## DÉTAILS DU PROBLÈME
Poursuivez l'article sur l'amende infligée par la CNIL au site PAP, en reprenant juste après sa dernière phrase.

## EXTRAIT FOURNI
......

PAP : Vos données personnelles en danger !

By février 19, 2024

 

Le site spécialisé en petites annonces immobilières, De particulier à particulier (PAP), s’est vu décerner une amende de 100.000€ par la Commission nationale de l’informatique et des libertés (CNIL), pour divers manquements au Règlement général sur la protection des données (RGPD).

 

La délibération de la CNIL, datée du 31 janvier 2024, est librement accessible en cliquant ici.

 

Les nombreuses et importantes violations constatées par la CNIL aux obligations pesant sur la société PAP en matière de durée de conservation des données, et surtout de sécurité de ses dernières, doivent alerter et interroger les utilisateurs de sa plateforme de diffusion de d'annonces.

 

A cet égard, il convient de souligner que la délibération de la CNIL restera publique durant les deux années suivants sa publication, ce qui permettra sans aucun doute aux utilisateurs de la plateforme de diffusion de prendre conscience des pratiques particulièrement inquiétantes du leader des petites annonces immobilières en ligne.

 

En effet, à l’heure du tout-numérique, la protection des données personnelles devrait être érigée en principale priorité des acteurs du numériques, et notamment de l’immobilier.

 

Aussi, la délibération de la CNIL fera l’objet d’une analyse, point par point, afin d’attirer l’attention du lecteur sur les négligences particulièrement grossières commises par la société PAP, notamment dans la sécurisation des données personnelles, mettant ainsi en danger la vie privée de plusieurs millions d’utilisateurs !

 

 

1. VIOLATION DES DURÉES DE CONSERVATION (article 5-1 e. RGPD).

 

Aux termes de l’article 5-1, e) du RGPD, les données à caractère personnel doivent être "conservées sous une forme permettant l'identification des personnes concernées pendant une durée n'excédant pas celle nécessaire au regard des finalités pour lesquelles elles sont traitées ".

 

La CNIL constate qu’une distinction est effectuée par la société PAP entre d’une part, les données des clients (abonnement payant), et les données des utilisateurs (utilisation gratuite), les premières étant conservées pour une durée de 10 années, les secondes pour une durée de 5 années.

 

La société PAP invoque l’article D.213-1 du Code de la consommation comme finalité de la conservation des données (obligation de conservation des données pour les contrats d’un montant supérieur ou égal à 120€).

 

Or, la CNIL constate que les données relatives aux clients de la société PAP étaient systématiquement conservées pour une durée de 10 années, indépendant du montant du contrat (inférieur ou supérieur à 120€). De même, l’autorité indépendante constate que les données des utilisateurs (sans abonnement), ne pouvaient être valablement conservées sur la seule base de l’article D.213-1 du Code de la consommation, dès lors que cet article n’impose que la conservation des données relatives aux contrats portant sur un montant supérieur ou égal à 120€.

......

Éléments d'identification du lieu
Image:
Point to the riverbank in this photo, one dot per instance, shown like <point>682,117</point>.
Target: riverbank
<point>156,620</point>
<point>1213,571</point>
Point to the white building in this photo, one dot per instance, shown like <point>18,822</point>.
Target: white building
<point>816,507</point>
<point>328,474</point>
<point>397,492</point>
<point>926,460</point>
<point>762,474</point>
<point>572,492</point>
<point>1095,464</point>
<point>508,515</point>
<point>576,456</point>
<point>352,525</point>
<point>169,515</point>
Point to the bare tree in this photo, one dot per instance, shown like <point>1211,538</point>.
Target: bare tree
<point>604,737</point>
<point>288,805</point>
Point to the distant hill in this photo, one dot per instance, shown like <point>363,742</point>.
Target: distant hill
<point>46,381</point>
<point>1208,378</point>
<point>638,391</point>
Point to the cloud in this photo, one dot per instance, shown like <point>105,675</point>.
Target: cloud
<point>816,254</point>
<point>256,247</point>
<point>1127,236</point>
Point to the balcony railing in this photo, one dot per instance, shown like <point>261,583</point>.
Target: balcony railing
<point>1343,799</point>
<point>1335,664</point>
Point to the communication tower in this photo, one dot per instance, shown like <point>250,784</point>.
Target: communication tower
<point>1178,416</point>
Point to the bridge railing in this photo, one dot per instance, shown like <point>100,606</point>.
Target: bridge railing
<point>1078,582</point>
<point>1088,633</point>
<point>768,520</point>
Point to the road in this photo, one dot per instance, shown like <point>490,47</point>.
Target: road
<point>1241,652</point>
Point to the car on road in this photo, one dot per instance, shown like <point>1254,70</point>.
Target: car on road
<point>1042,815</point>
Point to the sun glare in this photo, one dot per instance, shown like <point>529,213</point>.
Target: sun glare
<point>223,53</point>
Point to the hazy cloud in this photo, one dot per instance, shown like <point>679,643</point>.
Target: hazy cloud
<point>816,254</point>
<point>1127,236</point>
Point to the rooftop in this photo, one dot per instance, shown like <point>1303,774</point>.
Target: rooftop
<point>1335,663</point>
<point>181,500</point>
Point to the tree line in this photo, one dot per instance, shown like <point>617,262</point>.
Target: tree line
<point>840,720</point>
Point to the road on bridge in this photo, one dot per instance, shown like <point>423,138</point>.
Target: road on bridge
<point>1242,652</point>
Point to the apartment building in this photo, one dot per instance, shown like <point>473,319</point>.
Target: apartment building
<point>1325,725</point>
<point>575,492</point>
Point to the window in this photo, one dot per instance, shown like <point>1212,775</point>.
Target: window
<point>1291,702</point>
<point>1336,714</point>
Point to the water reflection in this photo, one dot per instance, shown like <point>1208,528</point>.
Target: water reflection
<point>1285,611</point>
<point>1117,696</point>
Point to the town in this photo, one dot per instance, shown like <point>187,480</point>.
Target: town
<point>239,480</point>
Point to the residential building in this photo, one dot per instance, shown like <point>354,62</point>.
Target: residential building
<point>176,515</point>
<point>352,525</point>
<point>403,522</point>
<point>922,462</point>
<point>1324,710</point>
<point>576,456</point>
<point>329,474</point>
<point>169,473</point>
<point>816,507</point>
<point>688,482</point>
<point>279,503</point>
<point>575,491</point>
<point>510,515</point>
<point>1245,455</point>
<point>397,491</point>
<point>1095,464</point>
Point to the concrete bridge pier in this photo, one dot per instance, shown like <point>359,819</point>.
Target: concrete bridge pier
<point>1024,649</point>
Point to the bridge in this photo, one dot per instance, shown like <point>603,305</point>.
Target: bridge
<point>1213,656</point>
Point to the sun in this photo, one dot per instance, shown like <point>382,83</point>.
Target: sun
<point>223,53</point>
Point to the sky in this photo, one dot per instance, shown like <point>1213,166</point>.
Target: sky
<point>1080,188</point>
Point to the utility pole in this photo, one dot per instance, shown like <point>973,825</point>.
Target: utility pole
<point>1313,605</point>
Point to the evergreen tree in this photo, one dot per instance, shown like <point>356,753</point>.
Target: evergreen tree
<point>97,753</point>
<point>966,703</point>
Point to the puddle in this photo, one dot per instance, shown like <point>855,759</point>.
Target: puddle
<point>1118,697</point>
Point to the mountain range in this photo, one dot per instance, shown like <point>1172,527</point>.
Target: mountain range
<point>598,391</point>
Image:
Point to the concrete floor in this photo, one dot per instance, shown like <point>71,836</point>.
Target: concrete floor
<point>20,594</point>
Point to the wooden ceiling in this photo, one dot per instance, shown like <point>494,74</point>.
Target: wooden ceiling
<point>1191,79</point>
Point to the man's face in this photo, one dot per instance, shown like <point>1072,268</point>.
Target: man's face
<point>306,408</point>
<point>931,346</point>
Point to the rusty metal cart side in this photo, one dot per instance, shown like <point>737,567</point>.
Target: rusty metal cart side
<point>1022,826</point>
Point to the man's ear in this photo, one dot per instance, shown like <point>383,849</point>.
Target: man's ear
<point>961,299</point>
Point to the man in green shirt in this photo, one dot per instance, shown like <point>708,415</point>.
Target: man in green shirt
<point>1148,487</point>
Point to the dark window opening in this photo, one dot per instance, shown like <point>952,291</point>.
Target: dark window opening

......

## RÉPONSE ATTENDUE
 

De surcroît, la CNIL a constaté que la société conservait au jour du contrôle :

  • 2.394.538 lignes correspondant à des comptes d’utilisateurs de plus de 5 ans (et moins de 10 ans) à compter de la dernière date de connexion ;
  • 737 563 lignes correspondant à des comptes utilisateurs de plus de 10 ans à compter de la date de dernière connexion.

 

Ces faits constituent un grave manquement à l’article 5-1 du RGPD.

 

 

2. VIOLATION DE L'OBLIGATION D'INFORMATION DES PERSONNES (article 13 RGPD).

 

L’article 13 du RGPD prévoit en substance, l’obligation pour tout responsable de traitement, de communiquer aux personnes dont les données à caractère personnel sont collectées, d’informer ses dernières de :

  • L’identité du responsable de traitement ;
  • Ses coordonnées ;
  • Les finalités du traitement mis en œuvre ;
  • Sa base juridique ;
  • Les destinataires ou catégories de destinataire des données ;
  • La durée de conservation des données ;
  • Les différents droits dont bénéficient les propriétaires des données (droit au retrait du consentement, droit d’introduire une réclamation auprès d’une autorité de contrôle, …)
  • Le cas échéant, l’intention du responsable de traitement de transférer les données vers un pays tiers.

 

En l’espèce, la CNIL constate que le site PAP, à travers sa page « politique de protection des données personnelles », ne satisfaisait pas à l’obligation d’information ci-avant rappelé, qui lui était imposée.

 

L’autorité indépendante constate en conséquence, un manquement à l’article 13 du RGPD.

 

 

3. VIOLATION DE L'OBLIGATION D'ENCADRER PAR UN ACTE JURIDIQUE LES TRAITEMENTS EFFECTUÉS  (article 28 RGPD).

 

L’article 28 paragraphe 3 du RGPD prévoit que tout traitement effectué par un sous-traitant pour le compte d’un responsable de traitement doit être régi par un contrat ou tout autre acte juridique.

 

Cet acte juridique doit contenir l’objet, la durée, la nature et la finalité du traitement, le type de données à caractère personnel, les catégories de personnes concernées ainsi que les obligations et les droits du responsable de traitement et les conditions d’intervention du sous-traitant.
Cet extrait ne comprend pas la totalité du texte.